■ **ABOUT THIS EXERCISE**
Look below for the line holding "Target: gray rock face" and the line holding "Target: gray stone". Transcribe exactly those lines and all lines between them, nothing more.

■ **RECORDS FOR THE TASK**
┌────────
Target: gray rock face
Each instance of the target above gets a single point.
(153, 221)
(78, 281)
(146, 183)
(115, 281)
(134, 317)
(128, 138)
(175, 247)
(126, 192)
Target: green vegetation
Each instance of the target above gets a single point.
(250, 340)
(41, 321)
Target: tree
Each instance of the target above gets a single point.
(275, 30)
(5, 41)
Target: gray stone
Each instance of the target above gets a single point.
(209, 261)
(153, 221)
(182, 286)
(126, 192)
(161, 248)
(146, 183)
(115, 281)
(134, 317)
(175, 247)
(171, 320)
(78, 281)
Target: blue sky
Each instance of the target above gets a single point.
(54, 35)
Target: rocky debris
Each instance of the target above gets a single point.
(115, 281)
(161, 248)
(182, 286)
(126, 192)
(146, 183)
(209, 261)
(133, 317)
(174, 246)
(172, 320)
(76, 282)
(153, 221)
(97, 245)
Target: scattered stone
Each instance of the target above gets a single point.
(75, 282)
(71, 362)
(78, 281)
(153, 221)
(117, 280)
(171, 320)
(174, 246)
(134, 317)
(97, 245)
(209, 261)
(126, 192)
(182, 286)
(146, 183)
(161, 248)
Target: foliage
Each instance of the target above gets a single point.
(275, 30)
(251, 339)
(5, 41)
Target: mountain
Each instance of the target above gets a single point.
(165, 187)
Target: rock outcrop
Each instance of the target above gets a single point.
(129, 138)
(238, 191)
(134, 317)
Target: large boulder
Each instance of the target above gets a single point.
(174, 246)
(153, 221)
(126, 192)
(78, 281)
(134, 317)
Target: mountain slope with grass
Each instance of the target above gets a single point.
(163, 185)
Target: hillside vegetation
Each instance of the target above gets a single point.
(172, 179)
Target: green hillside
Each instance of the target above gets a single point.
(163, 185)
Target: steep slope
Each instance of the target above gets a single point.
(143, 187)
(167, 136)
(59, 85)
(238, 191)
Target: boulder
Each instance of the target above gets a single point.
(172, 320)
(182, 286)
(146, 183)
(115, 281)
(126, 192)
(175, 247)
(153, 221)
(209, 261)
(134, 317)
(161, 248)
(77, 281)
└────────
┌────────
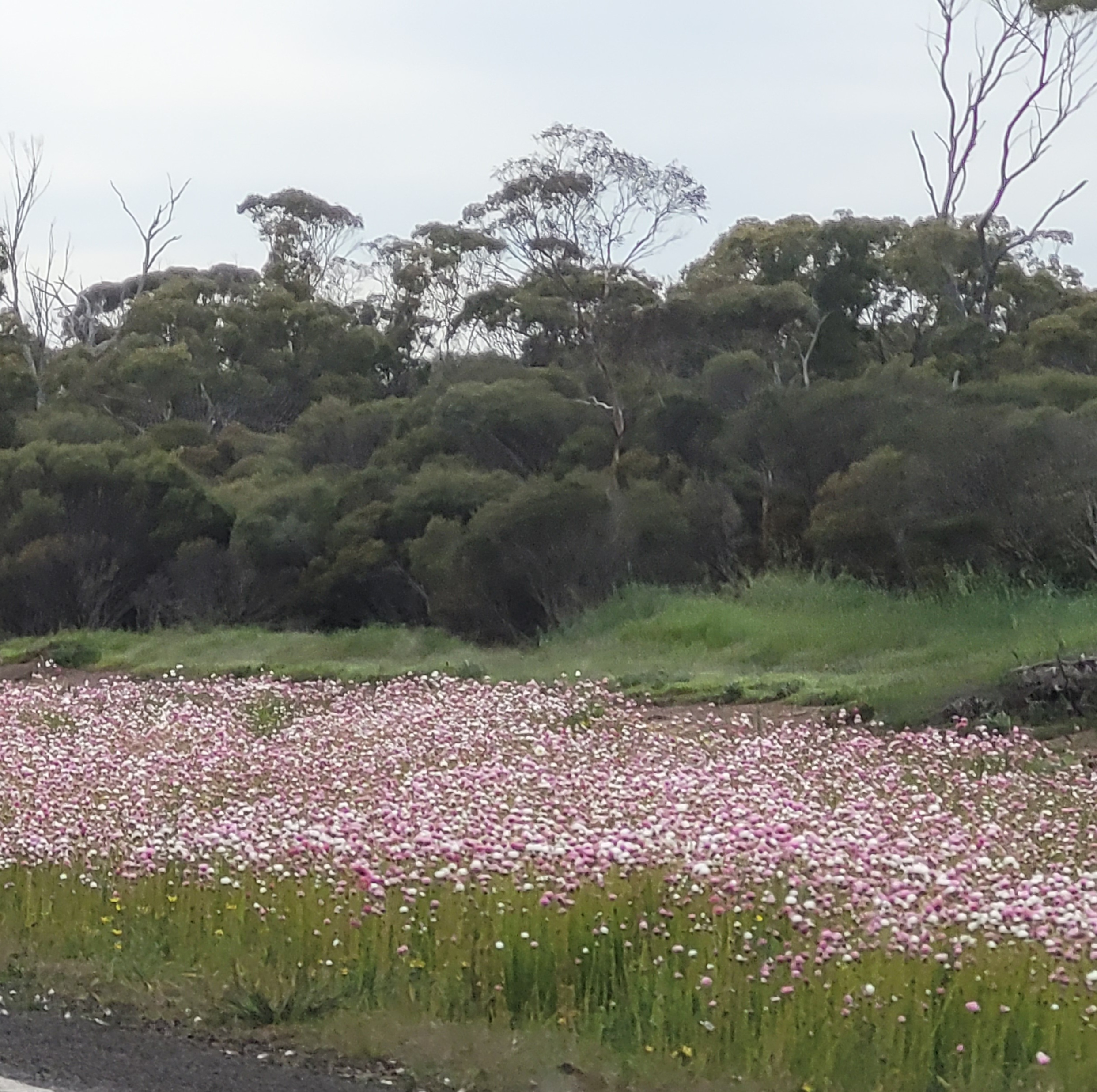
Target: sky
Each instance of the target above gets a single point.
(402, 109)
└────────
■ **RESULT**
Target: gray rock face
Each instance of the target above gets a single point.
(153, 221)
(78, 281)
(146, 183)
(115, 281)
(134, 317)
(128, 138)
(175, 247)
(126, 192)
Target: green vegetation
Each instance of the target above gets a single point.
(250, 340)
(41, 321)
Target: tree
Each instance of the target above gets a single point.
(275, 30)
(5, 41)
Target: gray stone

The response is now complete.